**Records shown**
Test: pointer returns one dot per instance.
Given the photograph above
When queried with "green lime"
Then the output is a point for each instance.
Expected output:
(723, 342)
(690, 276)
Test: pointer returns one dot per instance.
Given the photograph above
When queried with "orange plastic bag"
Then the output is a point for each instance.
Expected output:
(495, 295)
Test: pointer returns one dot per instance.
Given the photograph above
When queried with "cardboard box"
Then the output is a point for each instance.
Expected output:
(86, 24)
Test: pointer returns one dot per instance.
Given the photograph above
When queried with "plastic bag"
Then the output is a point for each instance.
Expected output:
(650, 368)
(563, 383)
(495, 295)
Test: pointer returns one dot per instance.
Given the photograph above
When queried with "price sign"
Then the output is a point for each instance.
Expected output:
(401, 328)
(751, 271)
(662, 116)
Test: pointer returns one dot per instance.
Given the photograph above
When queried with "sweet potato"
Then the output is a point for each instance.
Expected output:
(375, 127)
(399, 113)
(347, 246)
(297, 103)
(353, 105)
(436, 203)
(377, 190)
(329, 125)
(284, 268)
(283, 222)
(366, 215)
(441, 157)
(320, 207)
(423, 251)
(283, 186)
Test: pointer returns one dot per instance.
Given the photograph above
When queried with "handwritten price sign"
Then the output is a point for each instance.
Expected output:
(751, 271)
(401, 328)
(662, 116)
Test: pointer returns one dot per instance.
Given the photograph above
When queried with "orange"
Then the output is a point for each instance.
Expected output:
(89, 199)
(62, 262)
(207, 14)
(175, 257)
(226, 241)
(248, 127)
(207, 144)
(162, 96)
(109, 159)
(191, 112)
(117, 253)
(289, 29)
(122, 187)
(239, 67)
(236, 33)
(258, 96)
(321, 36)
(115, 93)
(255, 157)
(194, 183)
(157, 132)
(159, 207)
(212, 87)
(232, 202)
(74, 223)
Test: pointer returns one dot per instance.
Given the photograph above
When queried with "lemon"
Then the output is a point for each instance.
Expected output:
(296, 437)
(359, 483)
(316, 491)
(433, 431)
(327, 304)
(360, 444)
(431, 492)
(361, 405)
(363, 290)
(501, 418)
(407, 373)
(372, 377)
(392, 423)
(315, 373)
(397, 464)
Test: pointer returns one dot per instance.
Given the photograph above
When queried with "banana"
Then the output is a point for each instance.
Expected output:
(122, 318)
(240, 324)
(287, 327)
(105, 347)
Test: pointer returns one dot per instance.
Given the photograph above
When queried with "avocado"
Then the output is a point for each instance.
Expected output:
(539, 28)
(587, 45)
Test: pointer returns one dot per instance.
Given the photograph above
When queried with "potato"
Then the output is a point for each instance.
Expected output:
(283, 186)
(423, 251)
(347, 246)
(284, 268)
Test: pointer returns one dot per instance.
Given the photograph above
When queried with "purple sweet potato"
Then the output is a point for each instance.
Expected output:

**Given problem**
Repeat each record exactly, leaving nothing out.

**Finished answer**
Test: pointer returns one dot per instance.
Given the photograph above
When queried with "green lime"
Then the output is a point for each instance.
Expected output:
(723, 342)
(690, 276)
Test: pointer returns one dot per instance.
Given the photograph above
When queried with "orange plastic bag"
Then the output is a point for each instance.
Expected output:
(495, 295)
Test: pointer returns one dot per instance.
Given the photograph above
When queried with "cardboard box"
Then the output is a point for each instance.
Expected output:
(86, 24)
Test: pointer returns one dot per instance.
Given the photograph above
When queried with "plastic bag"
Then the output is a point for each instance.
Expected output:
(650, 368)
(563, 383)
(495, 295)
Test: pointer returns one dot per instance.
Given the photograph above
When queried with "price sign"
Then the output is a point for each instance.
Expected output:
(401, 328)
(751, 271)
(662, 116)
Test: pointer returns one dot per instance.
Given the photograph above
When queried with "sweet potato"
Then the output is a point for each instance.
Expected output:
(375, 127)
(399, 113)
(347, 246)
(297, 103)
(353, 105)
(436, 203)
(377, 190)
(329, 125)
(284, 268)
(283, 222)
(366, 215)
(441, 157)
(320, 207)
(423, 251)
(283, 186)
Test: pointer returns one dot per instance.
Given the photograph above
When queried with "handwritten price sign"
Then the output is a point for each instance.
Expected output:
(751, 271)
(401, 328)
(662, 116)
Test: pointer returns one dot per instance.
Given the photograph above
When queried with "orange"
Then the output is a point for each instance.
Expected output:
(89, 199)
(62, 262)
(207, 14)
(175, 257)
(226, 241)
(248, 127)
(207, 144)
(162, 96)
(109, 159)
(191, 112)
(117, 253)
(289, 29)
(122, 187)
(239, 67)
(236, 33)
(258, 96)
(321, 36)
(115, 93)
(255, 157)
(194, 183)
(157, 132)
(159, 207)
(212, 87)
(232, 202)
(74, 223)
Test: pointer returns one dot per instance.
Given the photograph above
When queried with "lemon"
Then the output is a point for each instance.
Expected output:
(296, 437)
(359, 483)
(316, 491)
(433, 431)
(327, 304)
(360, 444)
(431, 492)
(361, 405)
(363, 290)
(501, 418)
(407, 373)
(372, 377)
(392, 423)
(315, 373)
(397, 464)
Test: pointer returns one dot per instance.
Given the photograph above
When queried with "banana"
Then the output is a point for each instance.
Expected output:
(122, 318)
(240, 324)
(287, 327)
(105, 347)
Test: pointer returns one dot per instance.
Given the photograph above
When queried with "avocado"
Then the output is a point for each instance.
Expected output:
(539, 28)
(587, 45)
Test: pointer returns one dot per instance.
Given the photograph above
When queried with "potato"
Then the output is a point for each instance.
Expected output:
(283, 186)
(423, 251)
(347, 246)
(284, 268)
Test: pointer returns one dot per instance.
Given the photograph above
When queried with "purple sweet potato"
Then the output is a point for each instance.
Expected output:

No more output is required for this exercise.